** AIM OF THE EXERCISE **
Reproduce the listing below, replacing each occurrence of "blossoming tree" with "flowering tree" and keeping every other character unchanged.

** DATA LINES **
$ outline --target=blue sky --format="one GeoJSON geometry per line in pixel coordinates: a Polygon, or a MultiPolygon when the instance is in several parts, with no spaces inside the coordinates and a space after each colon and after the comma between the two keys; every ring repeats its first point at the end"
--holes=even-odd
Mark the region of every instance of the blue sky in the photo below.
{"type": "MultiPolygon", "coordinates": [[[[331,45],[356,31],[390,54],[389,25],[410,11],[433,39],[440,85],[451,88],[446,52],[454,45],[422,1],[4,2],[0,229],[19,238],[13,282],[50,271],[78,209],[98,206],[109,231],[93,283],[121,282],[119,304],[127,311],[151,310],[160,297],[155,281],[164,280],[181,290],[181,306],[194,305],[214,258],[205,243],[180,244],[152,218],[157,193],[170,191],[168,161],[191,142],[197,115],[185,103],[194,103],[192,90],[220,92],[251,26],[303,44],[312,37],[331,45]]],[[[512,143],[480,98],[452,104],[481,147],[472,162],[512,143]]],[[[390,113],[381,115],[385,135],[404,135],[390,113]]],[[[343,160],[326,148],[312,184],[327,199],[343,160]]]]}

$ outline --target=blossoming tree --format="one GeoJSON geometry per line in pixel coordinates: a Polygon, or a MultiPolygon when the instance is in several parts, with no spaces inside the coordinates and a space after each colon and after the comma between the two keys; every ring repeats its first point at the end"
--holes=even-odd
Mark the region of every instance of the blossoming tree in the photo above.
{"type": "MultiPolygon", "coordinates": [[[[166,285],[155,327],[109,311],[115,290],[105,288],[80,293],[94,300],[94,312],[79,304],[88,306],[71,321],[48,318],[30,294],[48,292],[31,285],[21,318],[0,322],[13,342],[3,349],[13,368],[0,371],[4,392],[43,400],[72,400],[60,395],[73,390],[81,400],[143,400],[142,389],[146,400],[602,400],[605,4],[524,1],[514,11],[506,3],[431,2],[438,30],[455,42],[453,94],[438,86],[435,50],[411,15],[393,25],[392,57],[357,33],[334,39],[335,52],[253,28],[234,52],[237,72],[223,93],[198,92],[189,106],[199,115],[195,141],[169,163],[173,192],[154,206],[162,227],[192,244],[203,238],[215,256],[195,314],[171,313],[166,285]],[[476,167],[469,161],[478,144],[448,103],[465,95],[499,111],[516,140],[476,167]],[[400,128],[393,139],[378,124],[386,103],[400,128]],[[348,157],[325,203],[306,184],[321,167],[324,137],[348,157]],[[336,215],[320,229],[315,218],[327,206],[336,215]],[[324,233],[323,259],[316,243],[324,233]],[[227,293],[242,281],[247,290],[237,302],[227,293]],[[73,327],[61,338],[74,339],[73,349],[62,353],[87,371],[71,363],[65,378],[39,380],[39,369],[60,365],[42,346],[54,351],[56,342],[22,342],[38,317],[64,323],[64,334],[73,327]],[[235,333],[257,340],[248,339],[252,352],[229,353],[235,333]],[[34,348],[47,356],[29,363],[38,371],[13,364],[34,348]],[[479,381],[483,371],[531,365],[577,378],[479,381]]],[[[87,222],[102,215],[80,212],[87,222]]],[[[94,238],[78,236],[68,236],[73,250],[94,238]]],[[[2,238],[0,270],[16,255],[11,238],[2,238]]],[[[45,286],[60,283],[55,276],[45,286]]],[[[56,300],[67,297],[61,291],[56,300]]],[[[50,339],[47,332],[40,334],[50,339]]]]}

** ANSWER TO THE TASK **
$ outline --target=blue sky --format="one GeoJSON geometry per line in pixel coordinates: a Polygon, or a MultiPolygon when the instance is in several parts, with no spaces inside the coordinates and a space after each colon and after the comma between the two keys; every ring repeats its first point at the end"
--holes=even-odd
Mark the region of every instance of the blue sky in the photo below.
{"type": "MultiPolygon", "coordinates": [[[[331,45],[356,31],[390,54],[389,25],[410,11],[433,39],[440,85],[451,88],[446,52],[454,45],[422,1],[4,2],[0,229],[19,238],[13,282],[50,271],[78,209],[98,206],[109,231],[93,283],[121,282],[119,304],[127,311],[151,310],[160,297],[155,281],[164,280],[181,290],[181,306],[194,305],[214,258],[205,243],[180,244],[152,218],[157,193],[170,191],[168,161],[191,142],[197,115],[185,103],[194,103],[192,90],[220,92],[251,26],[303,44],[312,37],[331,45]]],[[[512,143],[480,98],[452,104],[481,147],[472,162],[512,143]]],[[[390,113],[381,115],[385,135],[404,135],[390,113]]],[[[343,160],[326,148],[312,184],[327,199],[343,160]]]]}

$ outline --target=flowering tree --format="one GeoJSON geometry per line in pixel coordinates: a Polygon, or a MultiPolygon when the instance is in several parts, with no spaces inside the coordinates and a space after each colon and after the comma between the two keys; every ring repeats its first point at the end"
--holes=even-odd
Mark the region of every instance of the flowering tree in the photo above.
{"type": "MultiPolygon", "coordinates": [[[[166,285],[155,327],[109,311],[115,290],[105,288],[80,293],[94,300],[94,312],[79,304],[88,306],[71,321],[48,318],[30,294],[48,292],[31,285],[21,318],[0,322],[13,342],[3,349],[13,368],[0,371],[4,392],[43,400],[72,400],[60,395],[73,390],[81,400],[143,400],[142,389],[146,400],[602,400],[605,4],[524,1],[514,11],[506,3],[431,2],[438,30],[455,42],[453,94],[438,86],[435,50],[411,15],[393,25],[392,57],[357,33],[334,39],[335,52],[253,28],[234,52],[237,72],[223,93],[198,92],[189,106],[199,115],[195,141],[169,163],[173,192],[154,206],[162,227],[192,244],[203,238],[215,256],[195,314],[171,313],[166,285]],[[476,167],[469,161],[478,144],[448,103],[465,95],[499,111],[516,140],[476,167]],[[400,128],[393,139],[378,124],[386,103],[400,128]],[[348,157],[325,203],[306,184],[321,167],[324,137],[348,157]],[[336,215],[320,229],[315,218],[327,206],[336,215]],[[324,233],[323,259],[316,243],[324,233]],[[227,293],[242,281],[247,290],[237,302],[227,293]],[[73,327],[61,338],[74,339],[73,349],[62,353],[87,371],[71,363],[65,378],[39,380],[39,369],[60,365],[42,346],[54,351],[56,342],[22,342],[38,317],[64,323],[64,334],[73,327]],[[235,333],[257,340],[248,339],[252,352],[229,353],[235,333]],[[34,348],[47,356],[29,363],[38,371],[13,364],[34,348]],[[479,381],[483,371],[531,365],[577,378],[479,381]]],[[[87,222],[102,215],[80,212],[87,222]]],[[[94,238],[78,236],[68,236],[73,250],[94,238]]],[[[2,238],[0,270],[16,255],[11,238],[2,238]]],[[[45,286],[60,283],[55,276],[45,286]]],[[[56,300],[67,297],[61,291],[56,300]]],[[[50,339],[47,332],[40,334],[50,339]]]]}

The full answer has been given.